Work to be completed —
Revise the tf-idf passage below by reproducing the portion between "tfidf_word1 = (word1_frequency_document1" and "calculate this manually.", inclusive, with every occurrence of "manually" changed to "by hand".

Source text —
──────
One of the most popular ways to weight words (beyond frequency counts) is `tf-idf score`. By offsetting the frequency of a word by its document frequency (the number of documents in which it appears) will in theory filter out common terms such as 'the', 'of', and 'and'.

Traditionally, the inverse document frequency is calculated as such:

number_of_documents / number_documents_with_term

so:

tfidf_word1 = word1_frequency_document1 * (number_of_documents / number_document_with_word1)

You can, and often should, normalize the numerator: 

tfidf_word1 = (word1_frequency_document1 / word_count_document1) * (number_of_documents / number_document_with_word1)

We can calculate this manually, but scikit-learn has a built-in function to do so. This function also uses log frequencies, so the numbers will not correspond excactly to the calculations above. We'll use the [scikit-learn calculation](http://scikit-learn.org/stable/modules/generated/sklearn.feature_extraction.text.TfidfVectorizer.html), but a challenge for you: use Pandas to calculate this manually.

In [None]:
whitespace_pattern = r'\s+'
clean = [re.sub(url_pattern, URL_SIGN, t) for t in tweets]
clean = [re.sub(hashtag_pattern, HASHTAG_SIGN, t) for t in clean]
clean = [re.sub(digit_pattern, DIGIT_SIGN, t) for t in clean]
clean = [re.sub(whitespace_pattern, ' ', t) for t in clean]
clean[:4]

In [None]:
music = read_music()
music[:5]

In [None]:
def remove_digit(comment):
    return ''.join([ch for ch in comment if not ch.isdigit()])

no_digits = [remove_digit(comment) for comment in music]

### TF-IDFVectorizer Function

In [None]:
from sklearn.feature_extraction.text import TfidfVectorizer

tfidfvec = TfidfVectorizer()
sparse_tfidf = tfidfvec.fit_transform(no_digits)
sparse_tfidf

In [None]:
tfidf = pd.DataFrame(sparse_tfidf.toarray(), columns=tfidfvec.get_feature_names())
tfidf.head()

### Identifying Distinctive Words

What can we do with this? These scores are best used when you want to identify distinctive words for individual documents, or groups of documents, compared to other groups or the corpus as a whole. To illustrate this, let's compare three genres and identify the most distinctive words by genre.

First we add in a column of genre.
──────
Entries contained in a dataset —

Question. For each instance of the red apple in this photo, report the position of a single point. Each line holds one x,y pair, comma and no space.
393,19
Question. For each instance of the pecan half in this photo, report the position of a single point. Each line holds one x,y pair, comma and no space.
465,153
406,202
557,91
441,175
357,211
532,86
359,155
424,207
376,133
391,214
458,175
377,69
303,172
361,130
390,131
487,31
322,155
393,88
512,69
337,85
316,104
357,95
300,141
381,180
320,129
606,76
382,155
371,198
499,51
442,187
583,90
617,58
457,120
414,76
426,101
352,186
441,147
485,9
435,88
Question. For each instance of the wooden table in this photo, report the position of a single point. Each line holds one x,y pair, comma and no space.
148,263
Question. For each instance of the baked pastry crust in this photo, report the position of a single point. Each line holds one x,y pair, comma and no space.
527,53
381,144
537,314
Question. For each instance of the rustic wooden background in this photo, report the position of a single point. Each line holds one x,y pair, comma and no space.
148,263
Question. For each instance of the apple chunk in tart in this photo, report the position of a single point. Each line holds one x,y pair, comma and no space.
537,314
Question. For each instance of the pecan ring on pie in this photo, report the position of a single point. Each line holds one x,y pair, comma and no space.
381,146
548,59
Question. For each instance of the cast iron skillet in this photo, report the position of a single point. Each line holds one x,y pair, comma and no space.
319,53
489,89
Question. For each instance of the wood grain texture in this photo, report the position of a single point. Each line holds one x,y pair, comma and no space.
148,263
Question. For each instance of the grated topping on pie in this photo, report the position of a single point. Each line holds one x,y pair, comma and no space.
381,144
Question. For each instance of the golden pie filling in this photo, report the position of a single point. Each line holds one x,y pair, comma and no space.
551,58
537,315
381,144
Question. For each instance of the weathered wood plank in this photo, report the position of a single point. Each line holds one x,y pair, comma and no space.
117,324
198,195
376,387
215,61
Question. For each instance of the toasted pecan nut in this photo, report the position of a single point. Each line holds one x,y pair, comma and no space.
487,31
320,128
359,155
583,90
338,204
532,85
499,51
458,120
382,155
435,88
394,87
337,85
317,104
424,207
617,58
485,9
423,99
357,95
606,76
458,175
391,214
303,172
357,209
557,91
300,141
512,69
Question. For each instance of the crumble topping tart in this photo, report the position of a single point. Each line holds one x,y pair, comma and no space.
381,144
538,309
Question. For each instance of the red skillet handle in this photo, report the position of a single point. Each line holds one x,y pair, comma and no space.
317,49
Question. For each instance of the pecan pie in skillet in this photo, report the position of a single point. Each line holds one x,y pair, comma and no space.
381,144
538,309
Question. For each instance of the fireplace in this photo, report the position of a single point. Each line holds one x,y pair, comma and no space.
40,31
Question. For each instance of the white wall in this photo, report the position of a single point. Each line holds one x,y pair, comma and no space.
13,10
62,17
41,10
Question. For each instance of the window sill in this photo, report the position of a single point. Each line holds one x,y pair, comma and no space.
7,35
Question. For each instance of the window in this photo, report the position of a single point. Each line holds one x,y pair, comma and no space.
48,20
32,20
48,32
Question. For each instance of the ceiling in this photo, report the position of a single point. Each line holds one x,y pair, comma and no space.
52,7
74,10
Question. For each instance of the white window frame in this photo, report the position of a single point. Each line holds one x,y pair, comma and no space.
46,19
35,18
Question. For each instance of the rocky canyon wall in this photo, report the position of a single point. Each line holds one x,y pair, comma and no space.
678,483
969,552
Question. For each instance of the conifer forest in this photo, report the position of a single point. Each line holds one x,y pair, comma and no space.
──────
Response to the task —
tfidf_word1 = (word1_frequency_document1 / word_count_document1) * (number_of_documents / number_document_with_word1)

We can calculate this by hand, but scikit-learn has a built-in function to do so. This function also uses log frequencies, so the numbers will not correspond excactly to the calculations above. We'll use the [scikit-learn calculation](http://scikit-learn.org/stable/modules/generated/sklearn.feature_extraction.text.TfidfVectorizer.html), but a challenge for you: use Pandas to calculate this by hand.